What is asked - Without including any pictures, write out the listing below exactly.

════════════════════

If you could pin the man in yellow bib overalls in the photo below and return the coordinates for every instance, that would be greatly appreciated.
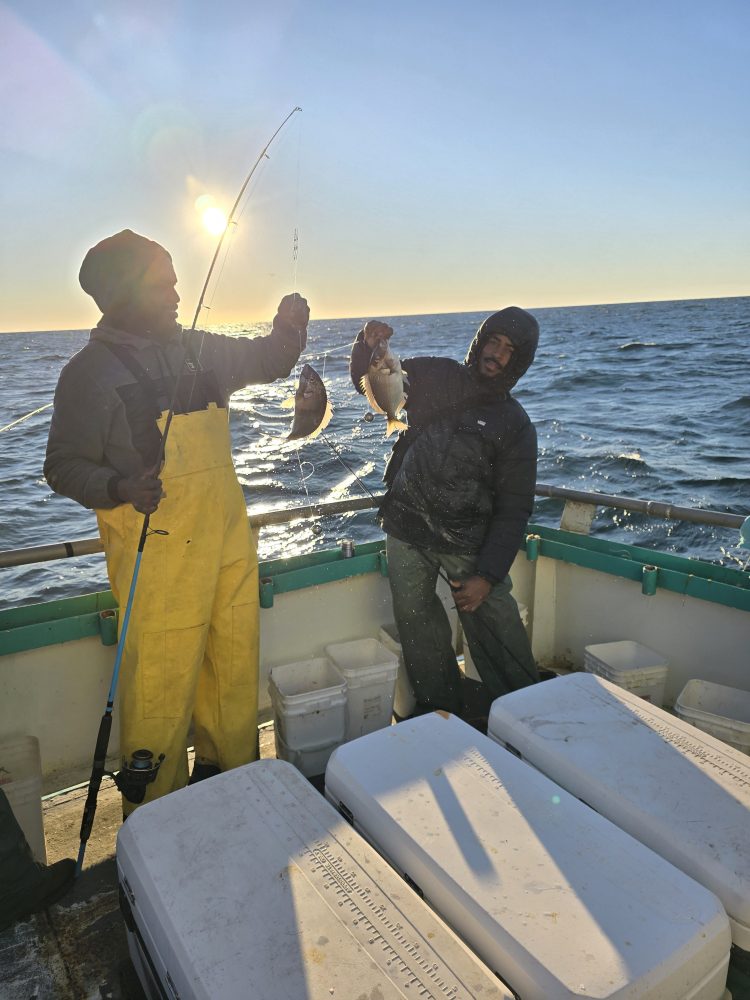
(191, 648)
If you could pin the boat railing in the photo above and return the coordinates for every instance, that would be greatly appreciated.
(578, 513)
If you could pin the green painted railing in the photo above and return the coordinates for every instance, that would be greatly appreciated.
(38, 625)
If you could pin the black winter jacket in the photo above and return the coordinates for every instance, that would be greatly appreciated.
(462, 478)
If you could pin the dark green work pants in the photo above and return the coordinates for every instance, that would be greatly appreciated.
(497, 639)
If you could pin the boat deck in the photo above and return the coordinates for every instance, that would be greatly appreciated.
(77, 948)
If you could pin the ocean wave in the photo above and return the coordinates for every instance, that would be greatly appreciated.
(740, 403)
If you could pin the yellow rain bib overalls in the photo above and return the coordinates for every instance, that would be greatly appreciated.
(192, 642)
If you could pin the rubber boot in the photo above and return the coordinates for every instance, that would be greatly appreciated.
(25, 885)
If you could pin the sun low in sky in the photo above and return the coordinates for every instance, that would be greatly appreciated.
(213, 218)
(447, 157)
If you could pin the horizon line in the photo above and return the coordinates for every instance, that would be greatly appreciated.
(448, 312)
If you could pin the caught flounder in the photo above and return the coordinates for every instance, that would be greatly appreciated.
(383, 386)
(312, 411)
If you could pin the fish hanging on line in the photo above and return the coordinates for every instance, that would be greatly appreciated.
(383, 386)
(312, 411)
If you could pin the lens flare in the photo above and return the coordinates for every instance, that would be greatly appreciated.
(213, 219)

════════════════════

Completed exercise -
If you could pin the man in yellow bib overalls in the photo below and return the coordinates for every instance, that would be greatly appreciated.
(191, 648)
If you could pin the boat railing in the photo above and return the coordinates for every instance, that would be greatly appreciated.
(578, 513)
If you could pin the green painted railing in the photo above and return the coordinates for every instance, that would be greatly appreciated.
(38, 625)
If you could pin the black winter jacket in the photo above and return the coordinates for every instance, that would be greatly appreciated.
(462, 478)
If you could pin the dark green work pants in the photo above and return the coordinates for every instance, that would be greatly appreciated.
(497, 639)
If you could pin the boat deck in the photo above and return the coordinates for every instance, that would be greatly appreciated.
(77, 948)
If you could pin the ocean wave in the photo above and return the coordinates for every instance, that would be greatly appreciated.
(740, 403)
If you could pin the yellow rain bib overalls in the photo above and return the coordinates for every instance, that would be greatly appreciated.
(192, 642)
If you could pin the rubber boot in the photo above and return the coordinates for every instance, that would be greatly appreciated.
(25, 885)
If you could pin the sun low in sky in the photo above and return the coordinates for every instance, that would be greatly appreciated.
(213, 218)
(447, 157)
If you could pin the horizon line in the photo above and return the coordinates for every instance, that would be greatly appreciated.
(448, 312)
If you could pin the caught flounder in the photo above and return the coordinates for every instance, that would be greatly appreciated.
(383, 386)
(312, 411)
If you could pin the fish hanging on line in the photo above and return the coordinates for every instance, that would be greatly appreciated.
(383, 386)
(312, 411)
If you could pin the lens flare in the photo above and return the coordinates for every instance, that would be greatly appreciated.
(213, 219)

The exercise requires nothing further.